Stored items

— BEGIN —

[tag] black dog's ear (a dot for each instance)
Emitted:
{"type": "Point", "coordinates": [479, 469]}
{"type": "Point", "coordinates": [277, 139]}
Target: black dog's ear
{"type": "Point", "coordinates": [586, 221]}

— END —

■ Task objective ■
Could you change every "black dog's ear" in the rows to "brown dog's ear" and write the rows out again with everything else left the same?

■ Solution ■
[tag] brown dog's ear (a dot for each instance)
Emitted:
{"type": "Point", "coordinates": [479, 469]}
{"type": "Point", "coordinates": [277, 139]}
Target: brown dog's ear
{"type": "Point", "coordinates": [586, 221]}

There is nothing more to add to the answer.